• **Problem to work on**
The lines from the start of the records through the one containing "Target: crumpled front end" are to be transcribed exactly, and nothing else.
Data for the task section start
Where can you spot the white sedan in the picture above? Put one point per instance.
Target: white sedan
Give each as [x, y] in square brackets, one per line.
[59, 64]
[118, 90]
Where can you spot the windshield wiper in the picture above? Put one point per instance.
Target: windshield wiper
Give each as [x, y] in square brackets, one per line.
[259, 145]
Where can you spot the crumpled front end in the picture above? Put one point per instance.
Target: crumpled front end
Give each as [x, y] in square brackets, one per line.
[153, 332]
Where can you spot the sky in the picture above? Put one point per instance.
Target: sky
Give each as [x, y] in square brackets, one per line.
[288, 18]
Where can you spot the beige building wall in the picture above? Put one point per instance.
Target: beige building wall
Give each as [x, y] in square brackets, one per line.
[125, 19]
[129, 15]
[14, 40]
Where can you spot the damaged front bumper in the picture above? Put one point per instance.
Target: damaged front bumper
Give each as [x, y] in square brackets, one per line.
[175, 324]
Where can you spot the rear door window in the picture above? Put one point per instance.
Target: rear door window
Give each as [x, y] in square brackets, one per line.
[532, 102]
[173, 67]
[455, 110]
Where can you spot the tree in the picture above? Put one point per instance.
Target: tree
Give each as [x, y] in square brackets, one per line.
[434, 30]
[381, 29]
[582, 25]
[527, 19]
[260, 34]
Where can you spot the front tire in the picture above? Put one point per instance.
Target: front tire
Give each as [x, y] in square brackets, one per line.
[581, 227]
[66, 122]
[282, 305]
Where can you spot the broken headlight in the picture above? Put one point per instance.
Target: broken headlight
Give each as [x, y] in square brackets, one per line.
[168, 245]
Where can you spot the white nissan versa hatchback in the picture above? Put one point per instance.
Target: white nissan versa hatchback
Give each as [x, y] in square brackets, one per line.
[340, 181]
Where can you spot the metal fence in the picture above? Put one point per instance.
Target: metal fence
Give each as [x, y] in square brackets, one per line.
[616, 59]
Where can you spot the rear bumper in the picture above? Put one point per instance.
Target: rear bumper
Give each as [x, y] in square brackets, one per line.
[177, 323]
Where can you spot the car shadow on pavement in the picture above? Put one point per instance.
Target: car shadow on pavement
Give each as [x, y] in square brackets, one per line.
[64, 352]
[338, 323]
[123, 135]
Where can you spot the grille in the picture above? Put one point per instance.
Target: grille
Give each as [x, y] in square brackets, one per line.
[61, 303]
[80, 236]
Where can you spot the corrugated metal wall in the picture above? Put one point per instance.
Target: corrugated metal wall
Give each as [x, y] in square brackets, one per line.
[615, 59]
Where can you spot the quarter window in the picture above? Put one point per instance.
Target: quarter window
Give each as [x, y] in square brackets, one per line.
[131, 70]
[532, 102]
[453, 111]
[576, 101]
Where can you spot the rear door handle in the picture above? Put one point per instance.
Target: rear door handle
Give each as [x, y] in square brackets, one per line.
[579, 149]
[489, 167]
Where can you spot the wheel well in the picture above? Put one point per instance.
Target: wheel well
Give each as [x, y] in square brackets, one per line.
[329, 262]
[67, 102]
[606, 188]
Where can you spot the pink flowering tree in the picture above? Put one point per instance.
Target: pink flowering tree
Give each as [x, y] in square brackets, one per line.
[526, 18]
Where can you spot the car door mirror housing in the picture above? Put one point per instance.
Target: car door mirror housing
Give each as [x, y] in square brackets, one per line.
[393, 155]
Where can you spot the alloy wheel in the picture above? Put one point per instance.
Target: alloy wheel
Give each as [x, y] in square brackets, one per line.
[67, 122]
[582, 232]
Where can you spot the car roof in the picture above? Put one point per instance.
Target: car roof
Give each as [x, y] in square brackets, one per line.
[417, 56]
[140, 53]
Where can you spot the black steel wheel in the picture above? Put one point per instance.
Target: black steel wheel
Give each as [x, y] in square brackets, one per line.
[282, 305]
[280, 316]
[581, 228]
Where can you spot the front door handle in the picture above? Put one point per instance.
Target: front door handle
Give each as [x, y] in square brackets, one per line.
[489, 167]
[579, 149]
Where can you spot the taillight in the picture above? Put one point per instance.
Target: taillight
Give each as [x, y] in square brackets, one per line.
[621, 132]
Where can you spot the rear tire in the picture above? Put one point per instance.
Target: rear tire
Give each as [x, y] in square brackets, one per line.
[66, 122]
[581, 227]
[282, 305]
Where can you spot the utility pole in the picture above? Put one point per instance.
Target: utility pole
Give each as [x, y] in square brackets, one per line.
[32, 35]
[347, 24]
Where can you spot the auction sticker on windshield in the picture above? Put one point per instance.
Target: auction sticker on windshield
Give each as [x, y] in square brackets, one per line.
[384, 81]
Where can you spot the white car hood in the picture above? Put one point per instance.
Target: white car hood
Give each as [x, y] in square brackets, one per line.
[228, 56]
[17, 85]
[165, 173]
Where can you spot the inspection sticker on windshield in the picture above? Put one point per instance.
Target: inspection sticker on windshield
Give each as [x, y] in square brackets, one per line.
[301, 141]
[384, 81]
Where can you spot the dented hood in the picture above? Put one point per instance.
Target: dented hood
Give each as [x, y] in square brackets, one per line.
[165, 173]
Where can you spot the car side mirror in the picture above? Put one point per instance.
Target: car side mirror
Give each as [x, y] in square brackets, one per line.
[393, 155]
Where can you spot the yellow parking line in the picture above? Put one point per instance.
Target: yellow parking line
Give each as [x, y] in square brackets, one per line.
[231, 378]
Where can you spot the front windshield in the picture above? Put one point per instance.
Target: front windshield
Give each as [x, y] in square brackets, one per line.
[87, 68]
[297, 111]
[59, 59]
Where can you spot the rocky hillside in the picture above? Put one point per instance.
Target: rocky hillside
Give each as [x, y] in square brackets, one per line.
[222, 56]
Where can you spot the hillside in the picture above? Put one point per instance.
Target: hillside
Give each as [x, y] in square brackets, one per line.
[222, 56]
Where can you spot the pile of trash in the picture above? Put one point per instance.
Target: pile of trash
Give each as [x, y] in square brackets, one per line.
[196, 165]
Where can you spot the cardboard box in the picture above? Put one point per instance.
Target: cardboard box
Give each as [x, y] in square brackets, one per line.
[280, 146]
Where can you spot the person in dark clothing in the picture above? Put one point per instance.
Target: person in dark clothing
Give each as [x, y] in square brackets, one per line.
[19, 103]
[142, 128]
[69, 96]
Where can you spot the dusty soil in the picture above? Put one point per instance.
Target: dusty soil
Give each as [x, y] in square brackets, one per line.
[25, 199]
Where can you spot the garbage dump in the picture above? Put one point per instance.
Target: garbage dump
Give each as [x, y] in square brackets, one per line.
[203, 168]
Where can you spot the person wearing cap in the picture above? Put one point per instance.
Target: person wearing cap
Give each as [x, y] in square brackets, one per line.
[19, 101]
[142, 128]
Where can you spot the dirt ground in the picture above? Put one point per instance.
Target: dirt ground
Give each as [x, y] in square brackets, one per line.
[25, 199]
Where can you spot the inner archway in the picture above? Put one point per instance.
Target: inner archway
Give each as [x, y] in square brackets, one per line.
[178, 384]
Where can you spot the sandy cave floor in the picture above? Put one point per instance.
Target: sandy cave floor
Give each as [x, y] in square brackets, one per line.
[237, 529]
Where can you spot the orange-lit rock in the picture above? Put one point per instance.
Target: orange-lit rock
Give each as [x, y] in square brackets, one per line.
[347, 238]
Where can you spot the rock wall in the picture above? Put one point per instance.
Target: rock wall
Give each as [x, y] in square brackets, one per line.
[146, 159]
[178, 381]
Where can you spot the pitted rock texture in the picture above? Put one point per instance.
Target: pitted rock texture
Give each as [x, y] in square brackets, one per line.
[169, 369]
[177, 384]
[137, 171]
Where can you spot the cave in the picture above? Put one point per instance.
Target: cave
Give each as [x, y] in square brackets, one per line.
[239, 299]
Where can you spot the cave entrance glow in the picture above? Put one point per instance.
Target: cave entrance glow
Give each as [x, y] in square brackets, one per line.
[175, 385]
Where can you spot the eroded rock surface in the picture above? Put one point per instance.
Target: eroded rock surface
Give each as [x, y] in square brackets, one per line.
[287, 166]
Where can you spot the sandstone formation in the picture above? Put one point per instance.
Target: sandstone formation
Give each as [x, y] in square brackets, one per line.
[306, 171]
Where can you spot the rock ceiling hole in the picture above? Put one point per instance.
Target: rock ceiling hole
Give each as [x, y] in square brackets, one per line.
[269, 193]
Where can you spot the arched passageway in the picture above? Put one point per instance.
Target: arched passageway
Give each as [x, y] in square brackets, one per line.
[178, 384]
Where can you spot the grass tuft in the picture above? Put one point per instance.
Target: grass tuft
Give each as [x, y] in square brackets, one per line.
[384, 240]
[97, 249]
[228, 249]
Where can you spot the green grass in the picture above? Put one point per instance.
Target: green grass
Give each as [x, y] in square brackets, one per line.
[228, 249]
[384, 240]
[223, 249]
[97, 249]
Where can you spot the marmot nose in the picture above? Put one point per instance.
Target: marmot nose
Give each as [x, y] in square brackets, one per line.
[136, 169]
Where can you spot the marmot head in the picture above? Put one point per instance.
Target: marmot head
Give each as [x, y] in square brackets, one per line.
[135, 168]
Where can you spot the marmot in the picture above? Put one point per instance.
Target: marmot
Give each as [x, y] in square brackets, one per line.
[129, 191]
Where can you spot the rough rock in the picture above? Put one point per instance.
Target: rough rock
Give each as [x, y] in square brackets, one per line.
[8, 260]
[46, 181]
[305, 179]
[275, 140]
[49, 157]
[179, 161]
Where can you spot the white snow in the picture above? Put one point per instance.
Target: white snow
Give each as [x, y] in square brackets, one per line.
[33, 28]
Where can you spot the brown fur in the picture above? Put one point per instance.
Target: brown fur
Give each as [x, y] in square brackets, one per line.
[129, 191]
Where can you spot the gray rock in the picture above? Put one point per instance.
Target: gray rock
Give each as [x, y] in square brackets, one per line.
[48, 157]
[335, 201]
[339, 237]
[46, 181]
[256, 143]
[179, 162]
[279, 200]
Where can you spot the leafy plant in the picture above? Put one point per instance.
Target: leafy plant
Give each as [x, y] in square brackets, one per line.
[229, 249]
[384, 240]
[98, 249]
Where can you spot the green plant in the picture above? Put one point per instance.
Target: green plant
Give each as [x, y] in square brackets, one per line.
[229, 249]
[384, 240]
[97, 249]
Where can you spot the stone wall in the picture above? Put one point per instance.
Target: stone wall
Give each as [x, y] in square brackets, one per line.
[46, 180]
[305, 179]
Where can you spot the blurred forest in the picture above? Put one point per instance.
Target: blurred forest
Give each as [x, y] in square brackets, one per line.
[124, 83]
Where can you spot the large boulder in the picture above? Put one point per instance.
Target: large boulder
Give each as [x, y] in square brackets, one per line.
Data for the task section end
• **Written answer**
Where can you spot the white sedan in the picture above? Put one point per instance.
Target: white sedan
Give each as [x, y] in square brackets, one per line.
[59, 64]
[118, 90]
Where can you spot the windshield wiper in the picture above? Put one point per instance.
Target: windshield wiper
Give each as [x, y] in square brackets, one per line.
[259, 145]
Where can you spot the crumpled front end in the picture above? Put one point per instance.
Target: crumpled front end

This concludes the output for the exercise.